> [EXERCISE]: Resume the Hurricane Irma text, picking up right after its last sentence.

> [TEXT]:

How We Rode Out Hurricane Irma
Just as you need to take care of yourself and your family during a hurricane, we need to do the same. This means prioritizing the care of our horses.
Each company had its own evacuation procedures. Our member companies took early measures to ensure the flooding would not touch our horses as storm surge damage from Hurricane Irma affected downtown Charleston.
Broderick Christoff, owner of Charleston Carriage Works, packed up his horses and headed inland on Thursday of last week in preparation for Hurricane Irma. He said, "We are taking all of our horses inland to just outside of Columbia. They will be in big fields with no trees and plenty of space. We will leave them out there until the storm does whatever it is going to do and then we will basically execute the reverse... With this storm it is really hard to tell which way it is going to go, whether it's a 3 or a tropical storm, so when it's like that we just take the safe route."

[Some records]
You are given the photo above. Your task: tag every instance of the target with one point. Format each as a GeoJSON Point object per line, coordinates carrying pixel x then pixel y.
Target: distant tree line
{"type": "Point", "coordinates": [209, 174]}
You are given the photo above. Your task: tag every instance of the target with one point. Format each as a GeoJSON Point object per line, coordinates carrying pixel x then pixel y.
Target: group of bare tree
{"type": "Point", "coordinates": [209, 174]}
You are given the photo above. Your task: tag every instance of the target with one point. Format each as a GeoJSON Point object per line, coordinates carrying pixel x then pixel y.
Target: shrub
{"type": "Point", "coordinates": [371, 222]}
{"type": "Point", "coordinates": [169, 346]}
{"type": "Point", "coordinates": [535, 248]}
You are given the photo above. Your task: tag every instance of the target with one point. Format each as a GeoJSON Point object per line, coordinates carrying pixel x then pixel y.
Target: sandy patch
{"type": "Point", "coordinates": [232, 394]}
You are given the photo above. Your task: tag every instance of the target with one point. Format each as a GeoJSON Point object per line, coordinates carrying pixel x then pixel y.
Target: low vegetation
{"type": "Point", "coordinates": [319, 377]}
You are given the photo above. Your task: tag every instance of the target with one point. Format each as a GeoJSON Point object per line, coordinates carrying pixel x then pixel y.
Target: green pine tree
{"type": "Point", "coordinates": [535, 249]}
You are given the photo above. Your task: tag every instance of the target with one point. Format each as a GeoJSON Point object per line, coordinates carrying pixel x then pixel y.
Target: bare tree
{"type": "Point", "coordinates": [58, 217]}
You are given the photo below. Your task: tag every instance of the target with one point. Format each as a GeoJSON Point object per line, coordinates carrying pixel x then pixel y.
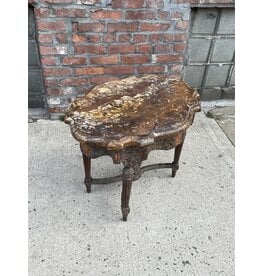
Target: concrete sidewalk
{"type": "Point", "coordinates": [177, 226]}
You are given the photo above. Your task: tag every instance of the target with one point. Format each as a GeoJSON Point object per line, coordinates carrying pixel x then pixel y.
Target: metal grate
{"type": "Point", "coordinates": [210, 59]}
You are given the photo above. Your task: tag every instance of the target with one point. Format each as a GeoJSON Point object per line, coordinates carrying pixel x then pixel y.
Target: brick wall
{"type": "Point", "coordinates": [85, 42]}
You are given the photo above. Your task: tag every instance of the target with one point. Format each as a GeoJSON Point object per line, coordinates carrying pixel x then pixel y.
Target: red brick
{"type": "Point", "coordinates": [138, 38]}
{"type": "Point", "coordinates": [47, 50]}
{"type": "Point", "coordinates": [88, 27]}
{"type": "Point", "coordinates": [42, 12]}
{"type": "Point", "coordinates": [118, 4]}
{"type": "Point", "coordinates": [113, 59]}
{"type": "Point", "coordinates": [93, 38]}
{"type": "Point", "coordinates": [176, 15]}
{"type": "Point", "coordinates": [177, 68]}
{"type": "Point", "coordinates": [50, 60]}
{"type": "Point", "coordinates": [89, 71]}
{"type": "Point", "coordinates": [121, 48]}
{"type": "Point", "coordinates": [122, 27]}
{"type": "Point", "coordinates": [75, 81]}
{"type": "Point", "coordinates": [155, 4]}
{"type": "Point", "coordinates": [79, 38]}
{"type": "Point", "coordinates": [51, 26]}
{"type": "Point", "coordinates": [109, 38]}
{"type": "Point", "coordinates": [124, 38]}
{"type": "Point", "coordinates": [151, 69]}
{"type": "Point", "coordinates": [139, 15]}
{"type": "Point", "coordinates": [74, 60]}
{"type": "Point", "coordinates": [134, 59]}
{"type": "Point", "coordinates": [54, 91]}
{"type": "Point", "coordinates": [154, 27]}
{"type": "Point", "coordinates": [49, 72]}
{"type": "Point", "coordinates": [163, 15]}
{"type": "Point", "coordinates": [179, 48]}
{"type": "Point", "coordinates": [89, 49]}
{"type": "Point", "coordinates": [57, 109]}
{"type": "Point", "coordinates": [163, 48]}
{"type": "Point", "coordinates": [144, 48]}
{"type": "Point", "coordinates": [119, 70]}
{"type": "Point", "coordinates": [45, 38]}
{"type": "Point", "coordinates": [135, 4]}
{"type": "Point", "coordinates": [70, 12]}
{"type": "Point", "coordinates": [186, 1]}
{"type": "Point", "coordinates": [174, 37]}
{"type": "Point", "coordinates": [155, 38]}
{"type": "Point", "coordinates": [101, 79]}
{"type": "Point", "coordinates": [61, 38]}
{"type": "Point", "coordinates": [182, 25]}
{"type": "Point", "coordinates": [51, 82]}
{"type": "Point", "coordinates": [176, 75]}
{"type": "Point", "coordinates": [106, 14]}
{"type": "Point", "coordinates": [58, 1]}
{"type": "Point", "coordinates": [169, 58]}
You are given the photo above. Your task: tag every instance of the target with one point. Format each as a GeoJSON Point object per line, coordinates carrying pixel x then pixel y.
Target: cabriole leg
{"type": "Point", "coordinates": [87, 167]}
{"type": "Point", "coordinates": [175, 163]}
{"type": "Point", "coordinates": [126, 191]}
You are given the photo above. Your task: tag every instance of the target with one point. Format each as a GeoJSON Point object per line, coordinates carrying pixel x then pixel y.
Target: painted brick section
{"type": "Point", "coordinates": [58, 25]}
{"type": "Point", "coordinates": [74, 60]}
{"type": "Point", "coordinates": [113, 59]}
{"type": "Point", "coordinates": [83, 43]}
{"type": "Point", "coordinates": [106, 14]}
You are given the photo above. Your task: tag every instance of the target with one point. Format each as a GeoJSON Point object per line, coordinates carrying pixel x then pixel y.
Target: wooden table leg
{"type": "Point", "coordinates": [175, 163]}
{"type": "Point", "coordinates": [87, 167]}
{"type": "Point", "coordinates": [126, 191]}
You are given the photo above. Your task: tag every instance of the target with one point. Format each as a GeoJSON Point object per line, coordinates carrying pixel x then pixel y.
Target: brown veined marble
{"type": "Point", "coordinates": [132, 111]}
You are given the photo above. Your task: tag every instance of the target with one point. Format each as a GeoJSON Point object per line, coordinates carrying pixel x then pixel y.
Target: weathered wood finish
{"type": "Point", "coordinates": [127, 119]}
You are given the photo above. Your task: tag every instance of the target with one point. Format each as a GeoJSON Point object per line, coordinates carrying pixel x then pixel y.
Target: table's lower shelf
{"type": "Point", "coordinates": [108, 180]}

> [OUTPUT FOR THIS EXERCISE]:
Old South Carriage Company had a plan A and a plan B. Debbie Compton, owner of Old South Carriage Co. said, "Plan A was to shelter in place at our John's Island plantation. Plan B was to evacuate from the path of the storm. We were able to secure several alternative locations outside of the storm's path. When we determined a reliable storm track, we executed the most appropriate plan which was to shelter in place. Our herd was transported to Sugah Cain, their regular home, and turned out to pasture. Several employees volunteered for hurricane duty which entailed supervision and safekeeping of the horses throughout the storm."
Not only did we ensure the safety of our own horses as Irma pounded Charleston, last week we began efforts to help other horses impacted by the recent hurricanes striking our nation. As Hurricane Harvey left Texas in devastation, we wanted to aid in the equine relief efforts. Palmetto Carriage Works launched a supply drive for the horses and livestock impacted by Hurricane Harvey. For more information click here.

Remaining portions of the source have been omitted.